- EXTRACTED DATA -
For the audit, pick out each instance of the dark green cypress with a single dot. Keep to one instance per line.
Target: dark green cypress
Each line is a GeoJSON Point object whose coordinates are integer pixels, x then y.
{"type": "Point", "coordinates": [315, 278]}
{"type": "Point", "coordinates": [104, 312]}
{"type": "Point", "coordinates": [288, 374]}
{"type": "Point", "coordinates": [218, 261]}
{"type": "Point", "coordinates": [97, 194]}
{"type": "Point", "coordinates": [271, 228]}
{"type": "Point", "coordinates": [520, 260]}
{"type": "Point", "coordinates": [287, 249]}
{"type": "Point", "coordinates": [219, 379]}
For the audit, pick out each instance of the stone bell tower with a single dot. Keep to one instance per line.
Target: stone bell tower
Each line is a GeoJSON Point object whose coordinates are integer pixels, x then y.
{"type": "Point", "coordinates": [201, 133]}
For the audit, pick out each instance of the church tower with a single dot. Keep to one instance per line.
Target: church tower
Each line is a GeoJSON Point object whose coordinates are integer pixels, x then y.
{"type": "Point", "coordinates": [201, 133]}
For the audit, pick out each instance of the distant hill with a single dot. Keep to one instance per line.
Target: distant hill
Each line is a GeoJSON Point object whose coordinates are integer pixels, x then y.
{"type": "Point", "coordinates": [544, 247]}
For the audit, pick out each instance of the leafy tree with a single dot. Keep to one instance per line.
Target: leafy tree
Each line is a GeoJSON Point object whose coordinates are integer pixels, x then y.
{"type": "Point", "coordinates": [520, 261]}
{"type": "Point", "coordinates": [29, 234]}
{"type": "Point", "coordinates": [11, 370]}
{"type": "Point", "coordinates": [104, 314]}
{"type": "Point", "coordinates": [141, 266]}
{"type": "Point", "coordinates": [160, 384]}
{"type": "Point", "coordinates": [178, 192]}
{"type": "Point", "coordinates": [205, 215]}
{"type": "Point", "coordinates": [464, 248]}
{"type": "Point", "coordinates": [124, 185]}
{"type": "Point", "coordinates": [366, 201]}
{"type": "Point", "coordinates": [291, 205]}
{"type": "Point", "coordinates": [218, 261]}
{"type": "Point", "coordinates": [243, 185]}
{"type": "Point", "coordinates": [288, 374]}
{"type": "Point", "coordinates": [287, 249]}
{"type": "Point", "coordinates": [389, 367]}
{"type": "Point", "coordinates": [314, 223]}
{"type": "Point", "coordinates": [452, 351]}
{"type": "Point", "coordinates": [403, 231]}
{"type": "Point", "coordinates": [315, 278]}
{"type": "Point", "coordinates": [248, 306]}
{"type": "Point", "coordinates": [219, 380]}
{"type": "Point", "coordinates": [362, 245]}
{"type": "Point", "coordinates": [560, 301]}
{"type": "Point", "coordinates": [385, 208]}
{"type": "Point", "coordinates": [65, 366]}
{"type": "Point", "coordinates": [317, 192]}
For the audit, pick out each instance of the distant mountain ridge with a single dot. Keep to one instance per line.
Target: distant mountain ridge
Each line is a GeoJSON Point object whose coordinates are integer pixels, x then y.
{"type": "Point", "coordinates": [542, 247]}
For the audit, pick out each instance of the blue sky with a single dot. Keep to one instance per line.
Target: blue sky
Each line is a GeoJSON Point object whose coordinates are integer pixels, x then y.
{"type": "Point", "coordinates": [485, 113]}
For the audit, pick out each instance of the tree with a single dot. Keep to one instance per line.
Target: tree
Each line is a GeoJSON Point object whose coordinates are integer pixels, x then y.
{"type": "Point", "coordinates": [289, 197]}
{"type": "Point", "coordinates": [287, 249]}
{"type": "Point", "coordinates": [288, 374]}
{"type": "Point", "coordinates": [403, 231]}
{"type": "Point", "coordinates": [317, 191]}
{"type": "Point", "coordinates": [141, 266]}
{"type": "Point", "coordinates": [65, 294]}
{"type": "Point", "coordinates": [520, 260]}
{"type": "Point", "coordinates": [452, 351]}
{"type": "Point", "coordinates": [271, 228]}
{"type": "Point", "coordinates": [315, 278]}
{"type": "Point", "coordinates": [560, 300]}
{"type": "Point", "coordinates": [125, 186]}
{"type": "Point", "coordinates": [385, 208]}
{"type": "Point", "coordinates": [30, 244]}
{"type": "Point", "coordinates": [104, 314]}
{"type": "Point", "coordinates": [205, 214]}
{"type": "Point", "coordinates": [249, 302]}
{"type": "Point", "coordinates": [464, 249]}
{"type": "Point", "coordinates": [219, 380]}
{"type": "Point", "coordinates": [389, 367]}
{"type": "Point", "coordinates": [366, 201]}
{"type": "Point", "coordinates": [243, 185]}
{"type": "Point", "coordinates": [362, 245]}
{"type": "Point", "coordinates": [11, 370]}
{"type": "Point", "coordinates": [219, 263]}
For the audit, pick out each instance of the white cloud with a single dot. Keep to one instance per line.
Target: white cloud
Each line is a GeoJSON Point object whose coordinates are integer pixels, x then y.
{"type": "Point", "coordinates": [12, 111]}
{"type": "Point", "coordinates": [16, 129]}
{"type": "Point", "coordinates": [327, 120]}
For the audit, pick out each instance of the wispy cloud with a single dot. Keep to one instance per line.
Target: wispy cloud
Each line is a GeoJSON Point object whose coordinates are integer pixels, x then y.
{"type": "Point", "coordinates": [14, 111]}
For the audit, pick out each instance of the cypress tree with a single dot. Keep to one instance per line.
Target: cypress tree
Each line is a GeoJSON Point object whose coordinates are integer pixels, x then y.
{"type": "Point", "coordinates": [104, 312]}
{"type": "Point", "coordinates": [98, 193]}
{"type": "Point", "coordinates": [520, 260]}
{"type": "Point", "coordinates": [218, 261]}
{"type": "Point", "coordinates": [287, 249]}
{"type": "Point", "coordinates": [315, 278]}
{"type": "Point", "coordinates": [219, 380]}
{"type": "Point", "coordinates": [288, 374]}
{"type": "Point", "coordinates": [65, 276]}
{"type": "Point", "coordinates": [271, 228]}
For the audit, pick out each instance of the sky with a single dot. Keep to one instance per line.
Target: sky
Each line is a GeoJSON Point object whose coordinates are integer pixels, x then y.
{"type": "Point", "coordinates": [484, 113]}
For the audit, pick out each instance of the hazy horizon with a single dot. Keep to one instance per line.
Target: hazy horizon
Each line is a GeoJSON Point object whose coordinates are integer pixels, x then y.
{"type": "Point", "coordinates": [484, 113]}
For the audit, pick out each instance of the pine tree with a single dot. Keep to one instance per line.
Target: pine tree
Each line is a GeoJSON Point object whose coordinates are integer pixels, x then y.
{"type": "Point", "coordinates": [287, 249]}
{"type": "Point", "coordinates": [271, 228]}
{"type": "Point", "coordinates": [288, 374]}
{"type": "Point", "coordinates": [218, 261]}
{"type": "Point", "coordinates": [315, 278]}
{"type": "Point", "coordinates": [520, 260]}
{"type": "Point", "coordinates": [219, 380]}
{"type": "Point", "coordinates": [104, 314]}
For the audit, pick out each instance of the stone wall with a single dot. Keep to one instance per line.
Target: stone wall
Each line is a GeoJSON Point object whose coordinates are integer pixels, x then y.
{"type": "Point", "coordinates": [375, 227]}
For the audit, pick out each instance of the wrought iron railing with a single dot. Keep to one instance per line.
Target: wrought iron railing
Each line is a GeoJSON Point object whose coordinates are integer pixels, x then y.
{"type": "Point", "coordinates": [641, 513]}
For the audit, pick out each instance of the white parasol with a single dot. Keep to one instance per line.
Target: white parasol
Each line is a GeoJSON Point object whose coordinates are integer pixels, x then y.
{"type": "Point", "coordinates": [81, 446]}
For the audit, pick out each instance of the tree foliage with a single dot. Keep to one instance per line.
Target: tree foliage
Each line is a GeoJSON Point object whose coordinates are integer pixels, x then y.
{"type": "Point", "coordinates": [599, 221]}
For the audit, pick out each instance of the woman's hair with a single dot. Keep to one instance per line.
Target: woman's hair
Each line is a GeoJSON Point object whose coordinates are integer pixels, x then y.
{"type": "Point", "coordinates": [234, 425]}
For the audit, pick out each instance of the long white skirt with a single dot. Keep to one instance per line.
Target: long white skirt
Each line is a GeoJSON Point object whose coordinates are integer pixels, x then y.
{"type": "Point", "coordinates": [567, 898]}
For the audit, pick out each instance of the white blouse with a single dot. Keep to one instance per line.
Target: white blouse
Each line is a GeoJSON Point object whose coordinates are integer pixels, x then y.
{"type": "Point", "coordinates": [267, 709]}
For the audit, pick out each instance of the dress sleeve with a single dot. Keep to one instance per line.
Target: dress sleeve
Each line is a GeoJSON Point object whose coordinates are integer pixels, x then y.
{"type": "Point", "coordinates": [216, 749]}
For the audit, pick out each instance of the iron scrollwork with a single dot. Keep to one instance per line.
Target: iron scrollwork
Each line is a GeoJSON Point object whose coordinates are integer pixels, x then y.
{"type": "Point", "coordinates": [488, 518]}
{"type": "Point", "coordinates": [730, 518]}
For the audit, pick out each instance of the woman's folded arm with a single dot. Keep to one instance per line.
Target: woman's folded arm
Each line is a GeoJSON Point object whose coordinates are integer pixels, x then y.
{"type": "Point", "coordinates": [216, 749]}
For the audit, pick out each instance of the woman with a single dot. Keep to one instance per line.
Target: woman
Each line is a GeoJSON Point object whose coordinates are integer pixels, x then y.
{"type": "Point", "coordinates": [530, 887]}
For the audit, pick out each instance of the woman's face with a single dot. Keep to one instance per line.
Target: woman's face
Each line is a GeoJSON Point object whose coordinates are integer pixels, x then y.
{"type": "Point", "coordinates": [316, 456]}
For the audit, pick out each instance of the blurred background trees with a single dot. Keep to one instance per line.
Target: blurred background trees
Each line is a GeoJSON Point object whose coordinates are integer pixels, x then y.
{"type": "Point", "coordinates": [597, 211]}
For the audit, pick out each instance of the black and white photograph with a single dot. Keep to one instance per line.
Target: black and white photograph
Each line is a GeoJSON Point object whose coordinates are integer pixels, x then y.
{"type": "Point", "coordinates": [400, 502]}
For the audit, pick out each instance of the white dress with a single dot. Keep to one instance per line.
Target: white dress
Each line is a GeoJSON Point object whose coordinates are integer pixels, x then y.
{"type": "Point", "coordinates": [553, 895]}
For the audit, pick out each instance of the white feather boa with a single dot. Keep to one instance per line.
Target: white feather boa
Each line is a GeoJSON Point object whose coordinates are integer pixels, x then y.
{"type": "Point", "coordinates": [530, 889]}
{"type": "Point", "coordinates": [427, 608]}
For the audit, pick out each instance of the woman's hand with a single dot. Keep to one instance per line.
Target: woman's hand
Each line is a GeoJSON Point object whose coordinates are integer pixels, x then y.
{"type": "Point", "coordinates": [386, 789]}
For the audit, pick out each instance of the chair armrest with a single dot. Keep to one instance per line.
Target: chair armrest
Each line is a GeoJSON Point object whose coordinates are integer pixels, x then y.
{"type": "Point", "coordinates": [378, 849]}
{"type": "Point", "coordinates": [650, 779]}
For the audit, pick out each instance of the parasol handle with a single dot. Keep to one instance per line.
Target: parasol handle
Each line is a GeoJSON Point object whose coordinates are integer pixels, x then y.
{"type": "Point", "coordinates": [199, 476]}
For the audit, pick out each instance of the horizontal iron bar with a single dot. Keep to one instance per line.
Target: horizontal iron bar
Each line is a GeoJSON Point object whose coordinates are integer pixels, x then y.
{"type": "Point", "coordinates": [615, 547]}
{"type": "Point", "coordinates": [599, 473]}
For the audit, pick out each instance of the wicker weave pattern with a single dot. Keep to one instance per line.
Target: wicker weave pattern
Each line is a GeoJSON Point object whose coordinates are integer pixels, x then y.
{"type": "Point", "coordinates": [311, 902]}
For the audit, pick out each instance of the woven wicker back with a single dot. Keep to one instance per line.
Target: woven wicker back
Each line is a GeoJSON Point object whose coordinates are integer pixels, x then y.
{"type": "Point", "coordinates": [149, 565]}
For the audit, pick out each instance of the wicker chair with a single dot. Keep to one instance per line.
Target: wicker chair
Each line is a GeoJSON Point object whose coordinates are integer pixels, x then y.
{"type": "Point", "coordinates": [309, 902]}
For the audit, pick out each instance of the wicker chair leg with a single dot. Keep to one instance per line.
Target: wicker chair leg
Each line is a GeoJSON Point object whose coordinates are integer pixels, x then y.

- TASK DETAILS -
Starting with the line that contains "chair leg with" and going on through the end of the entries, write those lines out again with "wicker" switched to "rattan" and everything else left unchanged.

- FINAL RESULT -
For the audit, pick out each instance of the rattan chair leg with a single dot. Keep to one instance per line.
Target: rattan chair leg
Each line is a GeoJSON Point object whose coordinates are integer pixels, x then y.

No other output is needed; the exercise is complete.